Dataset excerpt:
+ + + +

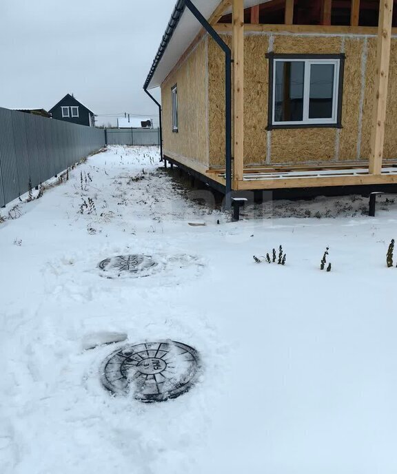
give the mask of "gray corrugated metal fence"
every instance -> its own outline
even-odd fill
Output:
[[[103,146],[102,129],[0,107],[0,207]]]
[[[160,145],[158,128],[108,128],[108,145]]]

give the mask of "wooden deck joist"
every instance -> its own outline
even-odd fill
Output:
[[[223,174],[211,174],[212,179],[223,180]],[[397,184],[397,167],[385,167],[380,174],[369,174],[368,168],[292,171],[283,173],[245,173],[244,181],[235,183],[234,190],[355,186]]]

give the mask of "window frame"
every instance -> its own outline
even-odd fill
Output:
[[[277,54],[268,53],[269,59],[269,98],[267,130],[288,128],[342,128],[342,102],[343,95],[344,54]],[[301,61],[305,63],[303,118],[299,121],[275,122],[275,94],[274,87],[276,76],[275,63],[279,61]],[[332,118],[309,118],[308,107],[310,90],[310,66],[312,64],[335,65],[334,80],[334,101]],[[309,67],[307,67],[309,65]]]
[[[171,105],[172,112],[172,132],[178,133],[178,85],[171,87]]]
[[[77,110],[77,115],[73,115],[73,109],[76,109]],[[79,105],[71,105],[70,106],[70,116],[72,118],[79,118]]]

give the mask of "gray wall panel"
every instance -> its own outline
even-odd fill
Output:
[[[0,206],[103,146],[103,129],[0,107]]]
[[[160,144],[158,128],[108,128],[108,145],[141,145]]]

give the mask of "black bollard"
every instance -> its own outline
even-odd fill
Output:
[[[233,220],[234,222],[240,220],[240,207],[242,207],[247,200],[247,198],[232,198]]]
[[[369,193],[369,211],[368,215],[371,217],[375,217],[375,212],[376,210],[376,196],[383,194],[381,191]]]

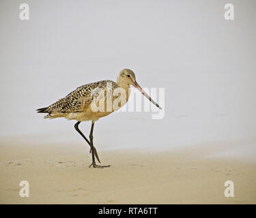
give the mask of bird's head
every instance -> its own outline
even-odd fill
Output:
[[[139,84],[136,82],[135,74],[133,72],[132,70],[130,69],[122,69],[119,76],[117,77],[117,84],[121,87],[123,86],[129,86],[132,85],[136,89],[137,89],[145,97],[147,97],[151,102],[152,102],[155,106],[156,106],[159,109],[162,109],[162,108],[156,104],[150,96],[149,96],[139,85]]]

+ + + +

WHAT TO DO => Give every line of the data above as a Markdown table with the columns "Row" and "Line", numbering the rows in order and skipping blank lines. Leave the pictures out of the answer.

RESPONSE TO THE EXERCISE =>
| Row | Line |
|---|---|
| 1 | give the mask of "gray corrugated metal fence" |
| 2 | every instance -> its own outline |
| 3 | even-odd fill |
| 4 | Output: |
| 5 | [[[103,146],[102,129],[0,107],[0,207]]] |
| 6 | [[[160,145],[158,128],[108,128],[108,145]]] |
| 7 | give the mask of "wooden deck joist" |
| 8 | every instance -> its own outline |
| 9 | even-odd fill |
| 10 | Output: |
| 11 | [[[223,174],[211,174],[212,179],[223,180]],[[397,184],[397,167],[385,167],[380,174],[369,174],[368,168],[292,171],[283,173],[245,173],[244,181],[235,183],[234,190],[355,186]]] |
| 12 | give the mask of "window frame" |
| 13 | every instance -> its own outline |
| 14 | even-odd fill |
| 15 | Output: |
| 16 | [[[277,54],[268,53],[269,59],[269,98],[267,130],[288,128],[342,128],[342,102],[343,95],[344,54]],[[301,61],[305,63],[303,118],[299,121],[275,122],[275,94],[274,87],[276,76],[275,63],[279,61]],[[332,118],[309,118],[308,107],[310,90],[310,66],[312,64],[335,65],[334,80],[334,101]],[[309,67],[307,67],[309,65]]] |
| 17 | [[[171,105],[172,112],[172,132],[178,133],[178,85],[171,87]]] |
| 18 | [[[77,110],[77,115],[73,115],[73,109],[76,109]],[[79,105],[71,105],[70,106],[70,116],[72,118],[79,118]]] |
| 19 | give the mask of "gray wall panel" |
| 20 | every instance -> its own outline |
| 21 | even-odd fill |
| 22 | Output: |
| 23 | [[[0,206],[103,146],[103,129],[0,107]]] |
| 24 | [[[160,144],[158,128],[108,128],[108,145],[141,145]]] |
| 25 | give the mask of "black bollard" |
| 26 | every instance -> its own outline |
| 27 | even-odd fill |
| 28 | Output: |
| 29 | [[[233,220],[234,222],[240,220],[240,207],[242,207],[247,200],[247,198],[232,198]]] |
| 30 | [[[369,193],[369,211],[368,215],[371,217],[375,217],[375,212],[376,210],[376,196],[383,194],[381,191]]] |
| 31 | give the mask of bird's head |
| 32 | every instance -> its own outline |
| 33 | even-odd fill |
| 34 | Output: |
| 35 | [[[139,84],[136,82],[135,74],[133,72],[132,70],[130,69],[122,69],[119,76],[117,77],[117,84],[121,87],[123,86],[129,86],[132,85],[136,89],[137,89],[145,97],[147,97],[151,102],[152,102],[155,106],[156,106],[159,109],[162,109],[162,108],[156,104],[150,96],[149,96],[139,85]]] |